++++ PASSAGE PROVIDED ++++
2025 Proffered Presentations
S336: APPLICATION OF ARTIFICIAL INTELLIGENCE FOR PEER REVIEW OF SKULL BASED ARTICLES
Ali A Mohamed, MS1; Daniel Colome1; Jack Yang1; Emma Sargent1; Brandon Lucke-Wold, MD, PhD2; 1Charles E. Schmidt College of Medicine, Florida Atlantic University; 2Lillian S. Wells Department of Neurosurgery, University of Florida
Background: The use of artificial intelligence (AI) in peer review presents both opportunities and challenges. In neurosurgery, where advancements are rapid, the traditional peer review process can lead to delays in disseminating critical findings. This study evaluates the effectiveness of AI in predicting the acceptance or rejection of neurosurgical manuscripts, offering insights into its potential integration into the peer review process.
Methods: Preprint.org and medRxiv.org were queried for skull based articles with the following topics: adjuvant therapy, anterior skull base/orbit, basic science, cavernous sinus/middle fossa, clivus/craniocervical junction, meningioma, paraganglioma, pediatrics, training and education, value based care/quality of life, vestibular schwannoma, head and neck tumors-nonsinonasal, malignancy, lateral skull base/CPA/jugular foramen, pituitary adenoma, sinonasal malignancy, surgical approaches and technology, and vascular. Preprints that were later published were compared with preprints that have not been published and were uploaded on the preprint servers for at least 12 months; presumed to be rejected. Each article was uploaded in an independent ChatGPT 4o query with the following prompt: “Based on the literature up to the date this article was posted, will it be accepted or rejected for publication following peer review? Please provide a yes or no answer.” Impact factor and cite score of journals at the time of publication of the assessed accepted articles were collected. T-tests were used to compare journal metrics corresponding to accepted articles between ChatGPT accepted and rejected articles. Chi square analysis was used to compare between ChatGPT assessment of article acceptance or rejection with preprints accepted or presumed to be rejected.
Results: A total of 31 preprints, 18 published and 13 presumed to be rejected, were included in the analysis. The average impact factor and cite score of accepted articles were 4.36 ± 2.07 and 6.38 ± 3.67, respectively. The impact factor and cite score of journals corresponding to accepted articles that were also accepted by ChatGPT were not significantly different than those rejected by ChatGPT (p=0.932 and p=0.490, respectively). ChatGPT had significantly low performance in correctly accepting (66.67%) published articles or rejecting (61.54%) presumed to be rejected articles (p<0.001).
Discussion: This study’s findings indicate that while ChatGPT currently demonstrates only moderate accuracy in predicting peer review outcomes, there is significant potential for improvement. Current generative AI models are limited to publicly available date for natural language processing and model training. This presents a notable challenge in appraising the utility of AI in the peer review process as rejected manuscripts are not publicly disclosed for confidentiality and privacy purposes. Future iterations of generative AI models in collaboration with journals and with the consent of submitting authors may provide a more balanced training pool of data for specific models designed to facilitate a more efficient peer review process.
Conclusion: ChatGPT shows moderate accuracy in predicting peer review outcomes, but with continued refinement, AI has the potential to assist in streamlining the peer review process.
++++ LISTED ENTRIES ++++
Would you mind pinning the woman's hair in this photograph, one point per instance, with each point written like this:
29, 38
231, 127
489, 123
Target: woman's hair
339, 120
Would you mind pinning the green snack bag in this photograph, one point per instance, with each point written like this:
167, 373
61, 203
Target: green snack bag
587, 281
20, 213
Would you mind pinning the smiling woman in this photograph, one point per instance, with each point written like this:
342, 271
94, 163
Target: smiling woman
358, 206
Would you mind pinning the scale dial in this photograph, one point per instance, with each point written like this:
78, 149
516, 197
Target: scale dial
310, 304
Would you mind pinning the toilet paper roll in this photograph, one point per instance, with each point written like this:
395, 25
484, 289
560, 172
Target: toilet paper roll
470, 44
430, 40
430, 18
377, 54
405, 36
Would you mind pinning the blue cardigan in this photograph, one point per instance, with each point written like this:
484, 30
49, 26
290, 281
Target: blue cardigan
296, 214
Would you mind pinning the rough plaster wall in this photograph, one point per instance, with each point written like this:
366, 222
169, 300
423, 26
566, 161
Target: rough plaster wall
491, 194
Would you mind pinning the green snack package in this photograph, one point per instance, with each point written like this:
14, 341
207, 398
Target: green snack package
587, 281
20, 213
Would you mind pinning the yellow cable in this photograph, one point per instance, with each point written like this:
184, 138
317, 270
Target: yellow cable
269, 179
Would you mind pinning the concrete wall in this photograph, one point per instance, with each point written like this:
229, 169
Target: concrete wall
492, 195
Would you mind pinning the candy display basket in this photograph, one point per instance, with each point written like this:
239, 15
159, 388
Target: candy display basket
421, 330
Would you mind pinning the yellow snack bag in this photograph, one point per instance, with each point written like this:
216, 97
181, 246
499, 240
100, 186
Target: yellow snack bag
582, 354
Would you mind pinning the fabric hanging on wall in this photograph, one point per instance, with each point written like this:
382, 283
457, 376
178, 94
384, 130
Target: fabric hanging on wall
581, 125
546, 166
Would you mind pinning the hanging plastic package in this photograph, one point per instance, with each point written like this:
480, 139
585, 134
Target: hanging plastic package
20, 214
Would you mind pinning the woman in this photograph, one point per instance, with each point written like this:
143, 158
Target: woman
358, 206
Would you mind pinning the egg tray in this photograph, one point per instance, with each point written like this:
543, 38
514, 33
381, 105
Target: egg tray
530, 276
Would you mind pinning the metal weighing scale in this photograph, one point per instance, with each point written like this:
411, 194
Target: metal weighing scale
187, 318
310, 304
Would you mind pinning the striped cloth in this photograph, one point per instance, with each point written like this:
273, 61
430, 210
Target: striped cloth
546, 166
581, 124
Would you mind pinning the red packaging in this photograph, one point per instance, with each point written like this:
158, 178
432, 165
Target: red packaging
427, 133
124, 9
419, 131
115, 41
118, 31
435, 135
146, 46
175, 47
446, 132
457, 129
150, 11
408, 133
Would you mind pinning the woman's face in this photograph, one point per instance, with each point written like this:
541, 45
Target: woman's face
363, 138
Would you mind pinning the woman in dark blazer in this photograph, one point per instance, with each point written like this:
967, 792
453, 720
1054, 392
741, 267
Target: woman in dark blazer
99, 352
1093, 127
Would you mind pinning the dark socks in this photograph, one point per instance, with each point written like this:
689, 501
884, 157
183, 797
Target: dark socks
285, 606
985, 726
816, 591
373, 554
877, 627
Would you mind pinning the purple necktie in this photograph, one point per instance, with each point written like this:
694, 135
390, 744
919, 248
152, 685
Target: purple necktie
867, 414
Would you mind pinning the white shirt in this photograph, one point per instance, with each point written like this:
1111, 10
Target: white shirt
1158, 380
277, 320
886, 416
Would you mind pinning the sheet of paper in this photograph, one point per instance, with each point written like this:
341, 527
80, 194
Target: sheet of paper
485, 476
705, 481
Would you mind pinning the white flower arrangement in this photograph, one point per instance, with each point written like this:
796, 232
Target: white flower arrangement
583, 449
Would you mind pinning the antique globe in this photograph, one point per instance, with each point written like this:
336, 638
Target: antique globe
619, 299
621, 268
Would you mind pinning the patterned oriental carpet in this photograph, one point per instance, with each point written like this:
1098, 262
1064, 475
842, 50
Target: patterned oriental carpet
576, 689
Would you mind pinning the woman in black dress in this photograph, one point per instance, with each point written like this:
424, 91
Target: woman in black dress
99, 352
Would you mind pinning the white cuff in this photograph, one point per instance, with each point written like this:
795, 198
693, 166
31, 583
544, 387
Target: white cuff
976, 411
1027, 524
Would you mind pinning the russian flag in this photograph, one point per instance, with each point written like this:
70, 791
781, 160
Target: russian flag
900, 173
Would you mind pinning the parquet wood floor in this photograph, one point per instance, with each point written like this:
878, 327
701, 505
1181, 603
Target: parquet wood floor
++++
◆ **PROBLEM**
According to the abstract on using AI to peer review skull base articles, how many preprints were included in the analysis?

◆ **WRITTEN ANSWER**
31 preprints: 18 published and 13 presumed to be rejected.